[Exercise]
Would you output the following records verbatim and skip the images in them?

::::

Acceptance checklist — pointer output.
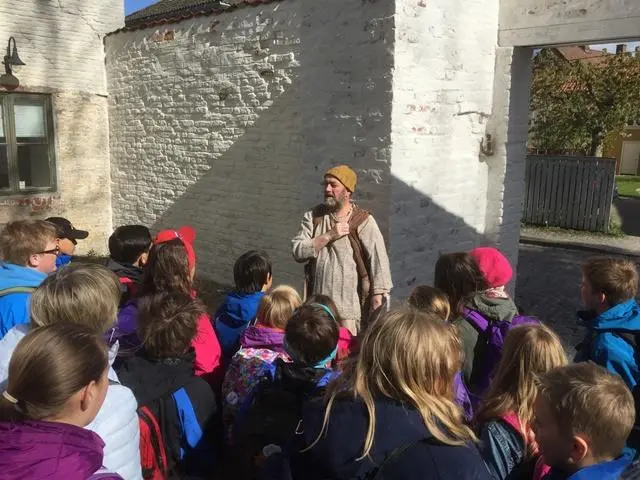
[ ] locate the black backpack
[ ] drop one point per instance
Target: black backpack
(274, 418)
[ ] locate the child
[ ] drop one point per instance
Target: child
(261, 344)
(475, 284)
(274, 416)
(171, 268)
(128, 252)
(42, 415)
(430, 300)
(347, 343)
(583, 418)
(163, 382)
(252, 278)
(506, 415)
(87, 295)
(391, 411)
(29, 253)
(612, 319)
(67, 238)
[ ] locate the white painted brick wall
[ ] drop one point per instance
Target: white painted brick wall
(61, 43)
(227, 122)
(442, 98)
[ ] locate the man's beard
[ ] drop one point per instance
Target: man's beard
(332, 204)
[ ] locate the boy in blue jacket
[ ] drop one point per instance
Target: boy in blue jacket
(583, 418)
(612, 318)
(252, 278)
(29, 253)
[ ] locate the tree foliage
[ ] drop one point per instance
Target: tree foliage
(575, 104)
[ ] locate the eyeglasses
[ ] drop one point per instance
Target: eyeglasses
(53, 251)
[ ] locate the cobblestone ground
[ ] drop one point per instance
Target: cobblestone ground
(548, 286)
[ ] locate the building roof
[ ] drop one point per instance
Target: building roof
(172, 11)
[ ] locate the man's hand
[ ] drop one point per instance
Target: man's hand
(339, 230)
(376, 301)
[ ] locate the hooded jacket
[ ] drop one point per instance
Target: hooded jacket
(493, 309)
(14, 307)
(336, 453)
(608, 349)
(34, 450)
(116, 422)
(611, 470)
(153, 381)
(233, 317)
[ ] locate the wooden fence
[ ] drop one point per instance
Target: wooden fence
(569, 192)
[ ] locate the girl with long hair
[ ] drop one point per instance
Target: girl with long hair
(504, 418)
(393, 408)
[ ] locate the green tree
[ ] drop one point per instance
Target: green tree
(575, 105)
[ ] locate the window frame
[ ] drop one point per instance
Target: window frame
(7, 101)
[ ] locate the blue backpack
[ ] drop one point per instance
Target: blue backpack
(489, 351)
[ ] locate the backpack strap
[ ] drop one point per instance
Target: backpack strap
(189, 424)
(9, 291)
(476, 320)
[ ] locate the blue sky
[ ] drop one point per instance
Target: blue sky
(131, 6)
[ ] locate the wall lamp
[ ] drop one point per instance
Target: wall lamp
(11, 59)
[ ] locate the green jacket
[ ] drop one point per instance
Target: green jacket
(497, 309)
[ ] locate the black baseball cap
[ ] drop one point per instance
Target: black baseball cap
(64, 229)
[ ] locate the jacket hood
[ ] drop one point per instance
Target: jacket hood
(396, 425)
(263, 337)
(48, 450)
(124, 270)
(12, 275)
(624, 316)
(500, 309)
(239, 309)
(150, 379)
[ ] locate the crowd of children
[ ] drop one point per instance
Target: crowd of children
(118, 371)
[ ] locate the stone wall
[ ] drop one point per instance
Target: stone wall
(227, 122)
(62, 45)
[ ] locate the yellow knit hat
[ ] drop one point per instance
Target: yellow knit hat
(346, 176)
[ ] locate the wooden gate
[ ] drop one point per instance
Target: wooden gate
(569, 192)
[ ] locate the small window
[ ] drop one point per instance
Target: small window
(26, 144)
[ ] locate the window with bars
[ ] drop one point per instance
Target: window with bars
(27, 152)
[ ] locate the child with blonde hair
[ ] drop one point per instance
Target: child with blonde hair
(57, 384)
(260, 345)
(392, 410)
(430, 300)
(87, 295)
(506, 415)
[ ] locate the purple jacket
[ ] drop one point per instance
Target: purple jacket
(263, 337)
(51, 450)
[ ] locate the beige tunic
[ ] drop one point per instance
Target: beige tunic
(336, 274)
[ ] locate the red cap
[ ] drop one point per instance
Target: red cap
(186, 234)
(494, 266)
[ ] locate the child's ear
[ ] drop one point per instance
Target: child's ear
(579, 450)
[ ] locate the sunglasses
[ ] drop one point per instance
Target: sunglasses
(53, 251)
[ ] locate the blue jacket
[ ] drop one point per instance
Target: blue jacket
(611, 470)
(233, 317)
(14, 307)
(502, 448)
(608, 349)
(336, 453)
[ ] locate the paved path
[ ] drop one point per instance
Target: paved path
(548, 286)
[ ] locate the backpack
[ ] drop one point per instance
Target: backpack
(365, 292)
(272, 422)
(156, 459)
(489, 349)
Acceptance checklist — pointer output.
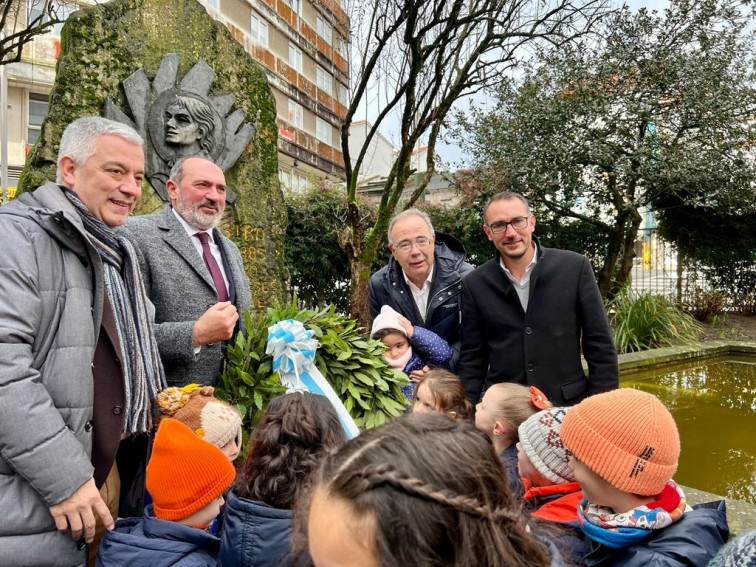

::::

[Your solution]
Acceptance checklist — pointer output.
[ ] locate the black backpack
[ ] drop one point per instance
Target: black backpack
(274, 418)
[ ] locate the child
[ ] drop one point per instance
Target: child
(261, 344)
(475, 284)
(274, 416)
(171, 268)
(128, 252)
(42, 415)
(430, 300)
(347, 343)
(583, 418)
(163, 382)
(252, 278)
(506, 415)
(87, 295)
(391, 411)
(29, 253)
(612, 319)
(67, 238)
[ ] locate the white painted brick wall
[ ] drop one point per instance
Target: white painted brick wall
(61, 43)
(227, 122)
(442, 98)
[ ] locate the man's beard
[ ] drop one point per instance
Target: man's beard
(332, 204)
[ ] locate the boy in blue jacket
[ ] drop one point per instance
Target: boy in blue jacket
(583, 418)
(612, 318)
(252, 278)
(29, 253)
[ ] locate the tree foliage
[ ] drop one point per instance
Target: tree foliage
(575, 104)
[ ] locate the eyeglasses
[ ] drop one point per instance
Target: eyeglasses
(53, 251)
[ ] locate the cobblestone ground
[ ] drop one point per instance
Target: cobblestone ground
(548, 286)
[ ] locate the building roof
[ ] drop one point per instance
Target: building roof
(172, 11)
[ ] locate the man's hand
[ ] drop one point per instance
Target: man's hand
(339, 230)
(376, 301)
[ ] locate the hooded jacket
[ ] drop one point per instance
Target: hooded jacket
(493, 309)
(14, 307)
(336, 453)
(608, 349)
(34, 450)
(116, 422)
(611, 470)
(153, 381)
(233, 317)
[ ] locate the wooden fence
[ ] drop one point per instance
Target: wooden fence
(569, 192)
[ ] locate the girl with long hair
[ ] drop one point per instance
Target: girl with long hair
(504, 418)
(393, 408)
[ ] locate the green tree
[ ] drop one point per instance
Target: green tree
(575, 105)
[ ] locate the window frame
[ ] drop one point per instance
Target: window frame
(7, 101)
[ ] locate the blue backpack
[ ] drop one point per instance
Target: blue backpack
(489, 351)
[ ] locate the backpack strap
[ ] drop one point per instance
Target: backpack strap
(189, 424)
(9, 291)
(476, 320)
[ ] locate the blue sky
[ ] drop one point per instance
Target: blue sky
(131, 6)
[ ] locate the wall lamp
[ ] drop one point per instance
Target: wall lamp
(11, 59)
[ ] locate the green jacket
[ ] drop one point per instance
Target: green jacket
(497, 309)
[ ] locate the black baseball cap
[ ] drop one point per instance
Target: black baseball cap
(64, 229)
[ ] locate the jacket hood
[ ] drop one point per instance
Target: jacket hood
(396, 425)
(263, 337)
(48, 450)
(124, 270)
(12, 275)
(624, 316)
(500, 309)
(239, 309)
(150, 379)
[ ] locate the crowd of children
[ ] drop one point per instance
Target: crowd of children
(118, 371)
[ ] locate the stone wall
[ ] drop one point per instance
Target: stone wall
(227, 122)
(62, 45)
[ ] locate the yellow knit hat
[ ] drop one point per instance
Target: yellow knit hat
(346, 176)
[ ] locate the wooden gate
[ ] drop one point per instance
Target: wooden gate
(569, 192)
[ ] locate the small window
[ ] drop one point per instance
Target: small window
(26, 144)
[ ] locate the window with bars
[ ] drop one point per instance
Target: window with bars
(27, 152)
[ ] locate the child with blonde hair
[ ] drop one point per instance
Target: child with blonde hair
(57, 384)
(260, 345)
(392, 410)
(430, 300)
(87, 295)
(506, 415)
[ ] locate the purple jacket
[ ] drop one point per instance
Target: purple jacket
(263, 337)
(51, 450)
[ ] locate the beige tunic
[ ] drop one point per instance
Target: beige tunic
(336, 274)
[ ] locate the red cap
[ ] drop one point per instance
Target: red cap
(186, 234)
(494, 266)
[ ] locate the child's ear
[ ] drop one point per instance
Target: child's ear
(579, 450)
[ ] locate the sunglasses
[ ] drop one point per instance
Target: sunglasses
(53, 251)
[ ] locate the blue jacket
[ ] drop one point per instance
Target: blue jacket
(611, 470)
(233, 317)
(14, 307)
(502, 448)
(608, 349)
(336, 453)
[ ] locate the paved path
[ ] drop one point per instance
Target: paved path
(548, 286)
[ ] locate the backpack
[ ] drop one point per instance
Target: backpack
(365, 292)
(272, 422)
(156, 459)
(489, 349)
Acceptance checklist — pointer output.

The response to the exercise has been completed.